EXERCISE INSTRUCTIONS: Beginning with the first line of the data below, reproduce every line unchanged, ending with the line that holds "negative clicks: (107, 326)".
*** Opening SUPPLIED ENTRIES ***
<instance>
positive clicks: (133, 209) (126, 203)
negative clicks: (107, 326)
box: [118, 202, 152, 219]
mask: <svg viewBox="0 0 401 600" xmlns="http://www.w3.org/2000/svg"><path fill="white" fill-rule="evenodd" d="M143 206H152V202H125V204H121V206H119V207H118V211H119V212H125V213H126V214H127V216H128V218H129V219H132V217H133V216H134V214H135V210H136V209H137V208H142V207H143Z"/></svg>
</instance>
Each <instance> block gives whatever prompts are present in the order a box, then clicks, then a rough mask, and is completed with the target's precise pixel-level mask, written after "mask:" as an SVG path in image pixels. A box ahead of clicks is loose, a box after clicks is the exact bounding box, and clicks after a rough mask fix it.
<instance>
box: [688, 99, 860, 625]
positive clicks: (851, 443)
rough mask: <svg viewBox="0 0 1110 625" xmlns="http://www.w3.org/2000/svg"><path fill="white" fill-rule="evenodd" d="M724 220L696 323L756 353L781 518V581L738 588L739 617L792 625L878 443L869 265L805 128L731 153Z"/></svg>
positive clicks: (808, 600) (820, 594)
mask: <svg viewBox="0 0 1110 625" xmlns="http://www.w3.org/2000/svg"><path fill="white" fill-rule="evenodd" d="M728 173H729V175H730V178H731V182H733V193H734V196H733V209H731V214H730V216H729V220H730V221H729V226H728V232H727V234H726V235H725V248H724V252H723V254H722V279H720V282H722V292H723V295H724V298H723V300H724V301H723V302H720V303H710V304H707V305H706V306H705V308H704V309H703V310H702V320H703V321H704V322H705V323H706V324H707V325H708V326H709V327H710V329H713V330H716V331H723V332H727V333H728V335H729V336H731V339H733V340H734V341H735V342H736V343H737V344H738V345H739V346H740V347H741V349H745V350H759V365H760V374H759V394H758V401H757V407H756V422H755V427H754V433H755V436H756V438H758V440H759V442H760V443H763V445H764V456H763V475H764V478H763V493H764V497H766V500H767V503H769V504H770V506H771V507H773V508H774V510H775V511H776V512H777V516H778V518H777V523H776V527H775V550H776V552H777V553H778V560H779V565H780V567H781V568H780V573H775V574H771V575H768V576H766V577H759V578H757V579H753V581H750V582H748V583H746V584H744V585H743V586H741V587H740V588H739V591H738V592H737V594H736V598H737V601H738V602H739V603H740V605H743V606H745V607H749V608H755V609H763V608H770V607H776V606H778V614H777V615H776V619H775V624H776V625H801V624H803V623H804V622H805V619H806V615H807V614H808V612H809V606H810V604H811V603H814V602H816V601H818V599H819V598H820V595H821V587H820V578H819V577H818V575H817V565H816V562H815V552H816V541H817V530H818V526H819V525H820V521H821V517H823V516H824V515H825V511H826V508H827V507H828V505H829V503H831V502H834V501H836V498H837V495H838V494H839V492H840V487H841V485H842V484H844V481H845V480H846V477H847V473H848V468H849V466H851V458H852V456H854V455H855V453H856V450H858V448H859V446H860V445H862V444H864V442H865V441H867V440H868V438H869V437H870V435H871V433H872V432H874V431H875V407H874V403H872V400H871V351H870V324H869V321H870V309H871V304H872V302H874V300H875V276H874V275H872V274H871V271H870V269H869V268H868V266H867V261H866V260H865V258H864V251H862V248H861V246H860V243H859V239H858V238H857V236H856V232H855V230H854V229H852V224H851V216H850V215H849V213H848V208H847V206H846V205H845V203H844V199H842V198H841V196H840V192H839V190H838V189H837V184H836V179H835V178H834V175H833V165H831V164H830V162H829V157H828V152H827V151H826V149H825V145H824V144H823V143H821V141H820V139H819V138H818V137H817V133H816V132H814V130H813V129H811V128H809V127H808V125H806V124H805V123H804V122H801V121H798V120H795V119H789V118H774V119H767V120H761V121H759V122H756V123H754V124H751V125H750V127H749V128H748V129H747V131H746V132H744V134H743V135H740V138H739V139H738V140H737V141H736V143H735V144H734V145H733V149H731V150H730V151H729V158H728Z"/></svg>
*** Closing SUPPLIED ENTRIES ***
ANSWER AREA:
<instance>
positive clicks: (133, 209) (126, 203)
negative clicks: (107, 326)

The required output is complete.